- Born: 1973 (age 52–53) Skokie, Illinois, US
- Spouse: Tricia Schweppe

Academic background
- Education: BS, biomechanics/kinesiology, MD, University of Illinois College of Medicine PhD, MS, University of Wisconsin School of Medicine and Public Health

Academic work
- Institutions: UW Health University Hospital University of Wisconsin School of Medicine and Public Health

= Joshua Medow =

American neurosurgeon

Joshua Eric Medow (born 1973) is an American neurosurgeon. He is an associate professor of neurosurgery at the University of Wisconsin School of Medicine and Public Health and inventor of the "Digital Intern." Medow also invented a device which allows doctors to track cranial pressure in a child with hydrocephalus.

==Early life and education==
Medow was born and raised in Skokie, Illinois to a Vietnam War veteran father. By the age of 10, he bought himself a Commodore 64 and taught himself computer programming. As a result, Medow originally intended to pursue computer engineering, but changed his pursuits after his cousin died of leukemia. Medow said his father "generally dislikes doctors" and considered his career choice his "last chance at rebellion."

Medow went on to earn his Bachelor of Science and Medical degree from the University of Illinois College of Medicine and his Master's degree from the University of Wisconsin School of Medicine and Public Health.

==Career==
Medow joined UW Health University Hospital after completing his neurosurgical fellowship in endovascular neurosurgery at the University of Wisconsin. He founded UW Health's Neurocritical Intensive Care Unit (ICU) at UW Hospital and Clinics in 2008 which included 16-beds per each dedicated neurocritical care unit. As an assistant professor of neurosurgery and biomedical engineering, Medow was the recipient of a three-year, $300,000 award from The Hartwell Foundation to "refine a new implantable device that will allow parents to easily monitor the pressure inside a child’s head." With this grant, he began developing an implantable intracranial pressure (ICP) monitor to track patients brain pressure. The device consisted of a tiny sensor embedded in a patient's skull which would display the intracranial pressure. In recognition of his invention, he received the Rising Star Physician Excellence Award.

- [Supplied data]
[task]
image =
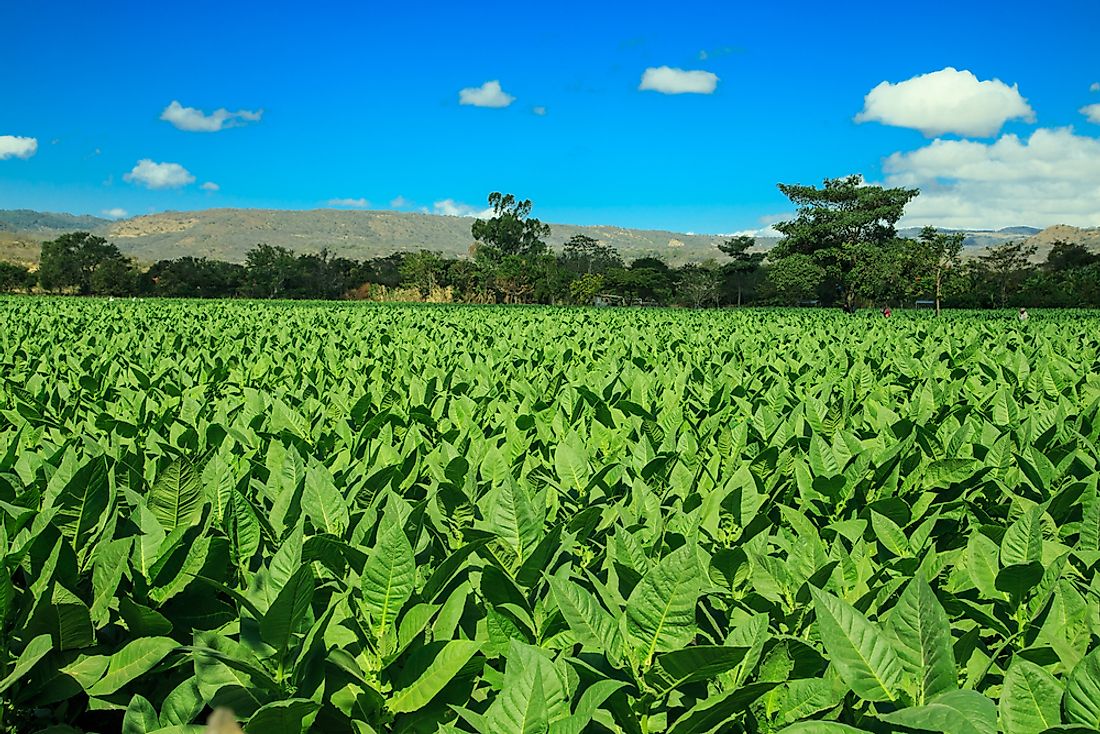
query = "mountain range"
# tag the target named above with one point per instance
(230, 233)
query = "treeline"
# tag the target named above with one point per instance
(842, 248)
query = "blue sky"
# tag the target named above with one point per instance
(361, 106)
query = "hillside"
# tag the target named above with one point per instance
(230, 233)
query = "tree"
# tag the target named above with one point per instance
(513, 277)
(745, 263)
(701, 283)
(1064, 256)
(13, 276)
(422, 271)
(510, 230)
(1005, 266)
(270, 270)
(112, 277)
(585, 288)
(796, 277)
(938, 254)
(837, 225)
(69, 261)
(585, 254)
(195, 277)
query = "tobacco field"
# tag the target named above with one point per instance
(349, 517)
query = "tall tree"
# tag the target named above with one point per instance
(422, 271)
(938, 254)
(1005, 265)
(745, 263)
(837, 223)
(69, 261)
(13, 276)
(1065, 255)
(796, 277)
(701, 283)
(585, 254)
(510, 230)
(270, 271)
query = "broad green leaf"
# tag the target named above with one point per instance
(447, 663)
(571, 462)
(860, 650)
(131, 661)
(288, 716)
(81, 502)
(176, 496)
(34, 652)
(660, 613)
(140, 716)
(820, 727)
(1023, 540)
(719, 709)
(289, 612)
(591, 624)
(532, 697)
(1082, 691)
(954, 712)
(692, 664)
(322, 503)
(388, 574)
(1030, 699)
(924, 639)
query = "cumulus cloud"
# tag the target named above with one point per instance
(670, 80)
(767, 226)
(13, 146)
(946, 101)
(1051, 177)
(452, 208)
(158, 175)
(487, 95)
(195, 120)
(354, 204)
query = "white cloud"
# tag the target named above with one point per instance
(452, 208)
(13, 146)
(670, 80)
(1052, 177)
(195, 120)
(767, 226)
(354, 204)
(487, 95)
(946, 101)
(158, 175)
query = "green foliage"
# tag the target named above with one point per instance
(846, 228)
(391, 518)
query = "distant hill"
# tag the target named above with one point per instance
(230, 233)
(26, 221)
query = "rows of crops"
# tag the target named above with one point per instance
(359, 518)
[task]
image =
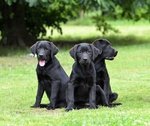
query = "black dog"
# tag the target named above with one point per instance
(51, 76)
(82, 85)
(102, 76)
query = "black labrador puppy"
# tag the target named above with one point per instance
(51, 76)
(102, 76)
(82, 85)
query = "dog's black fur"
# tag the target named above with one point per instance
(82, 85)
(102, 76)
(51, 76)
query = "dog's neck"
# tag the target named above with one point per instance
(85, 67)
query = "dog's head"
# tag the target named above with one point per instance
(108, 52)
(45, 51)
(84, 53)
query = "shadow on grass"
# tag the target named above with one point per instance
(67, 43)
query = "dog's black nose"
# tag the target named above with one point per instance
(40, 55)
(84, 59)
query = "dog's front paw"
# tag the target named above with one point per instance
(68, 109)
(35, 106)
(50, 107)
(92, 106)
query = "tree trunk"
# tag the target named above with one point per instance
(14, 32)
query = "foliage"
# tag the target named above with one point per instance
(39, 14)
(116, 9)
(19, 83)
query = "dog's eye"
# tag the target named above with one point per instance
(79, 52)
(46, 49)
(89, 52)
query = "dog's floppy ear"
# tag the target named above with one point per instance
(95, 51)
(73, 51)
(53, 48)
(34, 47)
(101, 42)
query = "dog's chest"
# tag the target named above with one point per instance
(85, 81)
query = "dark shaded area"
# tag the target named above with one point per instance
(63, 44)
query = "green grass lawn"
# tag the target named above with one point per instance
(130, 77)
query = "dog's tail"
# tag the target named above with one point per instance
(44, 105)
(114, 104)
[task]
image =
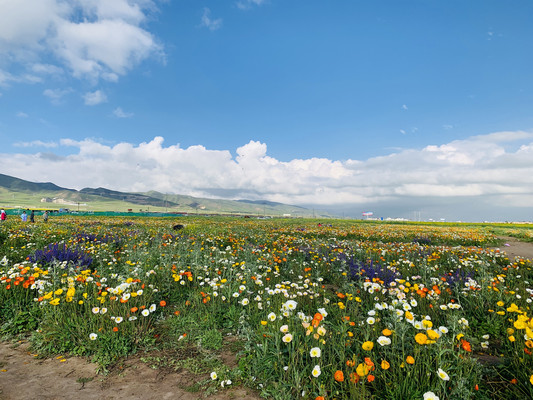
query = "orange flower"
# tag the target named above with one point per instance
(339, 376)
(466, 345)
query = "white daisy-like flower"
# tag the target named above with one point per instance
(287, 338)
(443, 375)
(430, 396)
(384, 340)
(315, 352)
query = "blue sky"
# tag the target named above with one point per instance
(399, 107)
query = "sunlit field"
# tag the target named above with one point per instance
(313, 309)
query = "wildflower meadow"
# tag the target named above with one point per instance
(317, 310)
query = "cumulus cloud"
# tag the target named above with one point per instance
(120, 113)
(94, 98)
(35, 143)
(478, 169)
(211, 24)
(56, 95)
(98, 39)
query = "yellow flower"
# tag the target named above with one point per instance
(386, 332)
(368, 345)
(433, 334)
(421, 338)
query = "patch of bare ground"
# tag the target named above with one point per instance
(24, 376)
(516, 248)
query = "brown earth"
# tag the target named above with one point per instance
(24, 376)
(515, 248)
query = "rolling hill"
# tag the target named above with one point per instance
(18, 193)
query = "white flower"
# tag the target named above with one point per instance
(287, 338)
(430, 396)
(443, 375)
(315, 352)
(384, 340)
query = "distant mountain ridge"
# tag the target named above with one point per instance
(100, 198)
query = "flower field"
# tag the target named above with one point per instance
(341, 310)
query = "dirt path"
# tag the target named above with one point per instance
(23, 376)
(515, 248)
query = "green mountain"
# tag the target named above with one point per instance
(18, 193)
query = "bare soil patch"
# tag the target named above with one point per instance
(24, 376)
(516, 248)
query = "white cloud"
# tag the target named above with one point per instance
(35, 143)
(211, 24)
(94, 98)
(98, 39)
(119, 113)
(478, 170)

- [Assigned task] Copy from the Joshua Medow text the passage starting at "Academic work" and ending at "child with hydrocephalus.", word for word.

- [Task result]
Academic work
- Institutions: UW Health University Hospital University of Wisconsin School of Medicine and Public Health

= Joshua Medow =

American neurosurgeon

Joshua Eric Medow (born 1973) is an American neurosurgeon. He is an associate professor of neurosurgery at the University of Wisconsin School of Medicine and Public Health and inventor of the "Digital Intern." Medow also invented a device which allows doctors to track cranial pressure in a child with hydrocephalus.